Extract to read →

The affordability study, prepared by Health Care for America Now (HCAN), finds that health insurance premiums for New York working families have gone up 97% between 2000 and 2007, a period in which New Yorkers' median earnings went up only 11%. The HCAN report finds that health care will become increasingly unaffordable without reform: while the full cost of employer-sponsored insurance now equals 25 percent of median family income in New York that number will grow to 47 percent by 2016 if meaningful health reform doesn't pass, pricing more and more New Yorkers out of the health insurance market. (The full report, called "Health Insurance Coverage in New York Keeps Shrinking as Premiums, Family Costs Continue Climbing" is available at: www.hcanny.org.)

"Affordability is the whole point of health care reform," said Dr. Greg Dodell, a resident physician in Internal Medicine and member of the Committee of Interns and Residents/SEIU Healthcare. "Reform would be meaningless if my patients can't afford to purchase coverage or can't afford to get the care they need once they are covered. Its like the old adage - an ounce of prevention is worth a pound of cure. We can spend the money to get health care right today, or we can continue spending more on costs year after year after year."

Task list →
**a.** Quote the health insurance affordability passage word for word, everything from "The affordability study, prepared" down to "available at: www.hcanny.org.)".
**b.** List every percentage figure given in the health insurance affordability passage.

Listed records →
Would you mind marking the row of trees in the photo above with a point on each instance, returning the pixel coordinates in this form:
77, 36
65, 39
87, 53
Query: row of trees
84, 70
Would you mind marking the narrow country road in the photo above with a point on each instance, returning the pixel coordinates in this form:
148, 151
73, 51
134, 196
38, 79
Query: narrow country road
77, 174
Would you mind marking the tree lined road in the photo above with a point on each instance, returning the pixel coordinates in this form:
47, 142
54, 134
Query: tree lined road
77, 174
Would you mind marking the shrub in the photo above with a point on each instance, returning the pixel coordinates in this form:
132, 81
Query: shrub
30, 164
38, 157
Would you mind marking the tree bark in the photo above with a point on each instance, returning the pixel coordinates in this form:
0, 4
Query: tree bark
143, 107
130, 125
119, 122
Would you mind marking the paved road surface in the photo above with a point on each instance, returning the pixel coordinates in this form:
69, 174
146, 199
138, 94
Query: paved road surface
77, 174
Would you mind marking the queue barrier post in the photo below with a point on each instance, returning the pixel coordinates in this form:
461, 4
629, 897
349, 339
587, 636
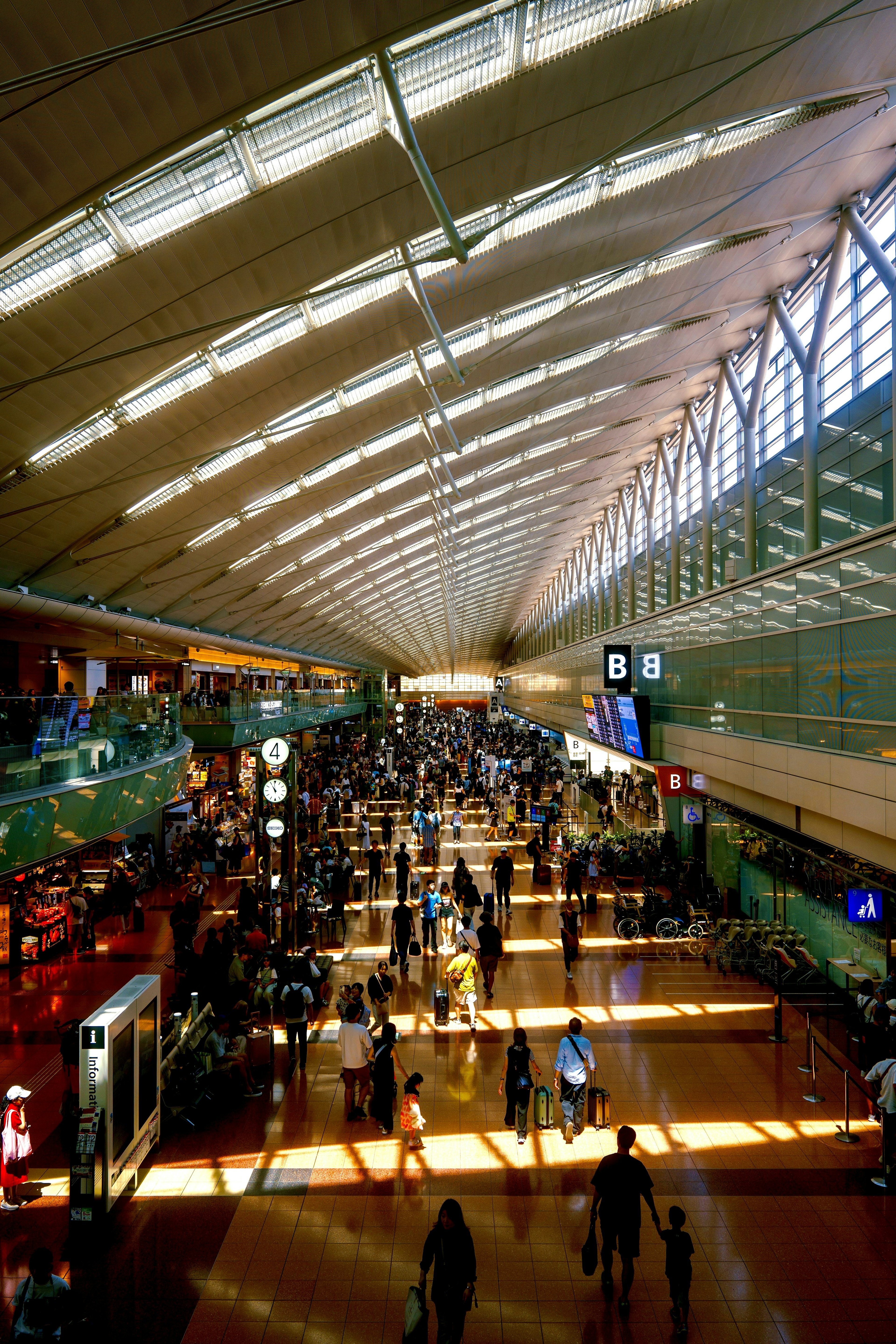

Solution set →
**a.**
The affordability study, prepared by Health Care for America Now (HCAN), finds that health insurance premiums for New York working families have gone up 97% between 2000 and 2007, a period in which New Yorkers' median earnings went up only 11%. The HCAN report finds that health care will become increasingly unaffordable without reform: while the full cost of employer-sponsored insurance now equals 25 percent of median family income in New York that number will grow to 47 percent by 2016 if meaningful health reform doesn't pass, pricing more and more New Yorkers out of the health insurance market. (The full report, called "Health Insurance Coverage in New York Keeps Shrinking as Premiums, Family Costs Continue Climbing" is available at: www.hcanny.org.)

**b.** 97%, 11%, 25 percent, 47 percent